** Data for this exercise follows **

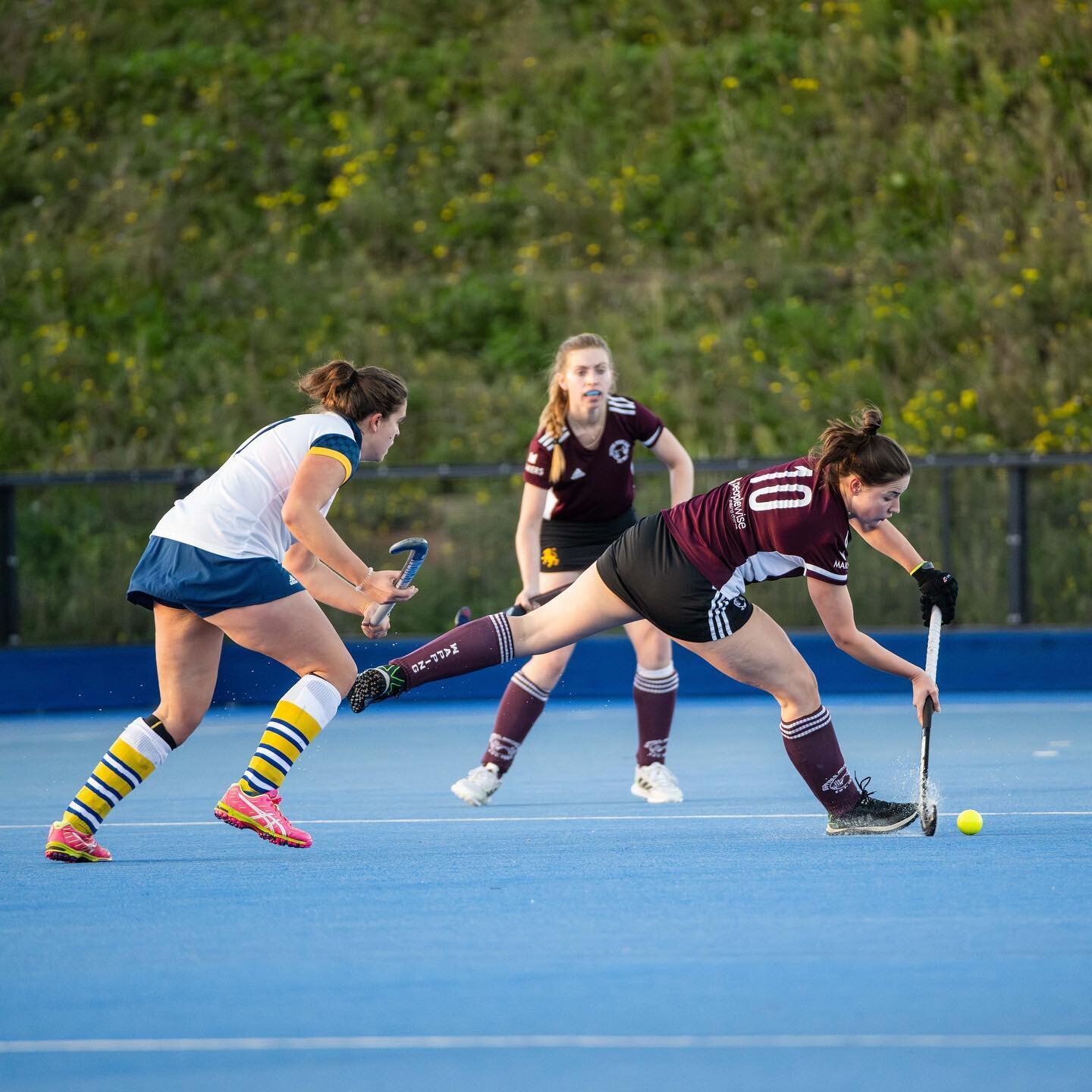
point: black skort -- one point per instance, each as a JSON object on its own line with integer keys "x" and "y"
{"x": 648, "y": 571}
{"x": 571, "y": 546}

** End of Data for this exercise **
** Data for this exercise follows **

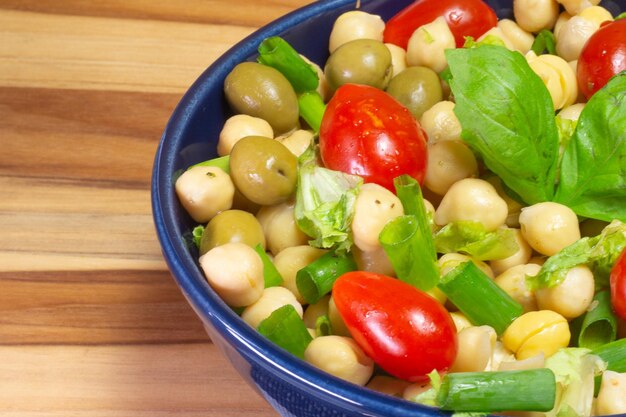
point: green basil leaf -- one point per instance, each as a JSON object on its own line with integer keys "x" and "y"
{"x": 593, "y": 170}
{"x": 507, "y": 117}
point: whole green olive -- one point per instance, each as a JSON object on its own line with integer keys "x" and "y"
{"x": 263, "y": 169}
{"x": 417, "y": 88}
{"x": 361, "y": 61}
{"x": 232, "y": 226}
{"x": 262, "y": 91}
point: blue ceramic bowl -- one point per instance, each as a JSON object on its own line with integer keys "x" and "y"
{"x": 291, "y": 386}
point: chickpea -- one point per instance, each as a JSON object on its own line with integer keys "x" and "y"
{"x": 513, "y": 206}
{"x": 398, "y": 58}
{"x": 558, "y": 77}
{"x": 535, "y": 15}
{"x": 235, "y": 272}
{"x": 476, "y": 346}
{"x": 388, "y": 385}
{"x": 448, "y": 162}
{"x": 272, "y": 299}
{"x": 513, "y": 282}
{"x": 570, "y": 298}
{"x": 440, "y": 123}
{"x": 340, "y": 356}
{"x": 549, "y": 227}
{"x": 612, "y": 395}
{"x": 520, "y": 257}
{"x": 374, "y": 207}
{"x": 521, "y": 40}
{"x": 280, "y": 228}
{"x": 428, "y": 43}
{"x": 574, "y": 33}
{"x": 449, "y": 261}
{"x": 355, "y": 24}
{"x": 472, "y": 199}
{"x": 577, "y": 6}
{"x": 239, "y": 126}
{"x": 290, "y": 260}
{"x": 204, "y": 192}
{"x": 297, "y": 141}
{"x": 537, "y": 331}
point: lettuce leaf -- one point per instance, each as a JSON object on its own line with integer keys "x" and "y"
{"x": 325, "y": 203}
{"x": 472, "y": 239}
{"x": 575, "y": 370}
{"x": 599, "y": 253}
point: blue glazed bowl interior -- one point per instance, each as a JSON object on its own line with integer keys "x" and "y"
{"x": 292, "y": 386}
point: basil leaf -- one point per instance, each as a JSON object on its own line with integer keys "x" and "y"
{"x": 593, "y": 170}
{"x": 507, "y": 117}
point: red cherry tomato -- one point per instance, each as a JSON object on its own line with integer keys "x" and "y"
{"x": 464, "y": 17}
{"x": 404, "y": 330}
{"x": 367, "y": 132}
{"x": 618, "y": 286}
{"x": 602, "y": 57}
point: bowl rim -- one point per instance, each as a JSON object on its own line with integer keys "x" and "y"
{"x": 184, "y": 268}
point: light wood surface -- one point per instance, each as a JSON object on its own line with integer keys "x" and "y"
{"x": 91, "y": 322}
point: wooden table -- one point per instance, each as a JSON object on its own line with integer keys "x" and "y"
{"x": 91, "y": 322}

** End of Data for this exercise **
** Data for this exercise follows **

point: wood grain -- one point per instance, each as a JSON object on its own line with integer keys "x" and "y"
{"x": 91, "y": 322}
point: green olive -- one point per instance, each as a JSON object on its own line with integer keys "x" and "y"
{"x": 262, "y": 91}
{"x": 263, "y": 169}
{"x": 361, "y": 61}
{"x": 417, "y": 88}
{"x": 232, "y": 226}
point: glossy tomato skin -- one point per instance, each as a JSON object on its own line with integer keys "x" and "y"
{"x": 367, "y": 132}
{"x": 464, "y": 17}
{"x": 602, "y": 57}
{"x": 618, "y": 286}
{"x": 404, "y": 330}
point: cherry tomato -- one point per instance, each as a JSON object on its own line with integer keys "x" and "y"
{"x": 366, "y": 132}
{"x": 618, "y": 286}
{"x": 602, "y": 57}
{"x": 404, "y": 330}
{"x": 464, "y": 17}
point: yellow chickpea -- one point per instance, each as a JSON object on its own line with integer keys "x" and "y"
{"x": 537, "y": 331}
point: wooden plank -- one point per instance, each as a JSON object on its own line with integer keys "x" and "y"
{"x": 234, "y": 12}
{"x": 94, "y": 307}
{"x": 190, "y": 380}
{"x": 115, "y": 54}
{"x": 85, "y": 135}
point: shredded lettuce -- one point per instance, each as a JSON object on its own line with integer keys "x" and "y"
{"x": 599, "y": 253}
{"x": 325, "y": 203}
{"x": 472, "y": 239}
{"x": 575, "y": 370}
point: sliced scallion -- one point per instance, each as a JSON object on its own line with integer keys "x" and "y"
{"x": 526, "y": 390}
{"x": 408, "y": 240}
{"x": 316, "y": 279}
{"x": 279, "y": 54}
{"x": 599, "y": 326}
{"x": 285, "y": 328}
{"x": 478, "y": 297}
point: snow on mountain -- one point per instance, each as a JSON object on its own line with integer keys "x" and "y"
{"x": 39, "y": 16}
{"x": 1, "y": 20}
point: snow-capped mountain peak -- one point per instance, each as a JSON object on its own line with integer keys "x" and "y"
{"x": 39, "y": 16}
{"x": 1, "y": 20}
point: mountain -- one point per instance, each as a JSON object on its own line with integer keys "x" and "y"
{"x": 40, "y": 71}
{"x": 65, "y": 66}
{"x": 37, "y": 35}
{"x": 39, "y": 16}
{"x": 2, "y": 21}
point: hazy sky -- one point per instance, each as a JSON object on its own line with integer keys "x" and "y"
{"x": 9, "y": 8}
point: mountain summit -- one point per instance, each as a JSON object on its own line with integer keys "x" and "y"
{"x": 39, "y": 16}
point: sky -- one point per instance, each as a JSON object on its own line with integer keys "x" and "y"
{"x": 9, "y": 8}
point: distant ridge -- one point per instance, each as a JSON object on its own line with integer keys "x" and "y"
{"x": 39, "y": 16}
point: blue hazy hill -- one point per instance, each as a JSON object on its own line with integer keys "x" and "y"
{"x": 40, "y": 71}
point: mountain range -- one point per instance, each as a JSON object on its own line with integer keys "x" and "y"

** End of Data for this exercise **

Aim of the exercise: Each line in the listing above from the one containing "point: blue hazy" through the one containing "point: mountain range" should be repeated exactly, and no other line.

Output for this exercise:
point: blue hazy hill -- one point per instance, each as a JSON object on its own line with integer keys "x" and "y"
{"x": 40, "y": 71}
point: mountain range -- one point per instance, each as a JSON object on its own line with integer keys "x" and "y"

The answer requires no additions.